▶ Aim of the task
In the data below, find the line containing "target: woman's arm"; reproduce that line and all subsequent lines exactly, and nothing else.

▶ Records from an annotation dataset
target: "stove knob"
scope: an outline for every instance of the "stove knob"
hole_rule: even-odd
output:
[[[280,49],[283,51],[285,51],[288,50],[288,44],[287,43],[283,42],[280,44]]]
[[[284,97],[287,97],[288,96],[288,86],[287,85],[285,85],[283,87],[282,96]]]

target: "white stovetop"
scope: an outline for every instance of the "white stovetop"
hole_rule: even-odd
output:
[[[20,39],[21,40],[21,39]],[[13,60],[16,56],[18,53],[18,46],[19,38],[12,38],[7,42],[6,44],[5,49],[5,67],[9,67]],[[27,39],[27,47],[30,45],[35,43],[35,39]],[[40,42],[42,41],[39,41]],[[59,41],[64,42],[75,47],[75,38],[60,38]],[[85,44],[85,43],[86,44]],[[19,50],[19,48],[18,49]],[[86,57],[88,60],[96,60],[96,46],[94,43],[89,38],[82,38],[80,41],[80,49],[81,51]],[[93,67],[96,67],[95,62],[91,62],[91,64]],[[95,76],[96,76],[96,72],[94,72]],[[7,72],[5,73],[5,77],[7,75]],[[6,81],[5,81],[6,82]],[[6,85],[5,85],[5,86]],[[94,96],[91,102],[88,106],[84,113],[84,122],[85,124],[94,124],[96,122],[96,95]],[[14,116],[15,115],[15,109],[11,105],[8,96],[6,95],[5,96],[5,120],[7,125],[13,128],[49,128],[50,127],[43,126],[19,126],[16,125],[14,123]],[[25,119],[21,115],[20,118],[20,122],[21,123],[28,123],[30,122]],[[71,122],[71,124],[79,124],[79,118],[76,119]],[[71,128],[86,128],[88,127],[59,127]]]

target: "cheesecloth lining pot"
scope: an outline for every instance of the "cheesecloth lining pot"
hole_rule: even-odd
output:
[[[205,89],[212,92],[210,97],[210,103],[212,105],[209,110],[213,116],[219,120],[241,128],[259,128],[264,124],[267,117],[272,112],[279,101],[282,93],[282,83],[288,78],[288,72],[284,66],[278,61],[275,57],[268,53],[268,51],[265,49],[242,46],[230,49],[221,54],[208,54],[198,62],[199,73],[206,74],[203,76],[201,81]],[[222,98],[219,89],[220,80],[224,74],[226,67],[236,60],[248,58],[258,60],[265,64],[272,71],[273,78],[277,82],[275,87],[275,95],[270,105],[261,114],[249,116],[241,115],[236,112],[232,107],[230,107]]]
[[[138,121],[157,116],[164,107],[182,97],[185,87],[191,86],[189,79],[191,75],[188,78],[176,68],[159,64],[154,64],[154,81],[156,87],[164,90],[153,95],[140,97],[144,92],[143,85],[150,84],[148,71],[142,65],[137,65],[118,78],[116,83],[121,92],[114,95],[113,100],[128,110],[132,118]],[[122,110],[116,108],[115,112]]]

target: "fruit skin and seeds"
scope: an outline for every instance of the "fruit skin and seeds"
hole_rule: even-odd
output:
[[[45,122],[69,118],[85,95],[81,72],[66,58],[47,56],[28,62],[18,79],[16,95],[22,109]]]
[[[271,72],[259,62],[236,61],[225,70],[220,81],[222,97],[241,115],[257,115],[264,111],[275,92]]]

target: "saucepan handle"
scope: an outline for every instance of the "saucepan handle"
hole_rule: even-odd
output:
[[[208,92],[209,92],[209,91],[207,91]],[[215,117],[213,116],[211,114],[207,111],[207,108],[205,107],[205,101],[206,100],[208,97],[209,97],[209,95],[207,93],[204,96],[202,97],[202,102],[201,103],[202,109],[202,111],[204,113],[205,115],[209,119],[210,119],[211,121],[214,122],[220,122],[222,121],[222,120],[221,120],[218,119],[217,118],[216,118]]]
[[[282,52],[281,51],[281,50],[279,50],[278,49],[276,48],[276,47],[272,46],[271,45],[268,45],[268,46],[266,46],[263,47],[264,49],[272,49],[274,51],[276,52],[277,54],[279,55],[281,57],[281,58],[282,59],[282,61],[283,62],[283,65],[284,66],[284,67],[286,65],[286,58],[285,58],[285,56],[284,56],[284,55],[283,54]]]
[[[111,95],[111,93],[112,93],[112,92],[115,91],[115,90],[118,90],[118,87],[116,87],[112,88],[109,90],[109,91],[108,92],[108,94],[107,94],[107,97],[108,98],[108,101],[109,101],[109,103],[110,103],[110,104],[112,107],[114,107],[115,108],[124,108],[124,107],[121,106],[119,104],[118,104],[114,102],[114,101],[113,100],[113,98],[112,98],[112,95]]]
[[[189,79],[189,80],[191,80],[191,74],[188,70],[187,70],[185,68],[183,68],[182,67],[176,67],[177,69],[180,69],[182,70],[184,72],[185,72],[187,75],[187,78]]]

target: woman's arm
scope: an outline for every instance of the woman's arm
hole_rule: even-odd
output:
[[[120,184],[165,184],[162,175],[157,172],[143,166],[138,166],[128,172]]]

▶ Exercise output
target: woman's arm
scope: an outline for every instance of the woman's arm
hole_rule: even-odd
output:
[[[120,184],[165,184],[162,175],[157,172],[143,166],[138,166],[128,172]]]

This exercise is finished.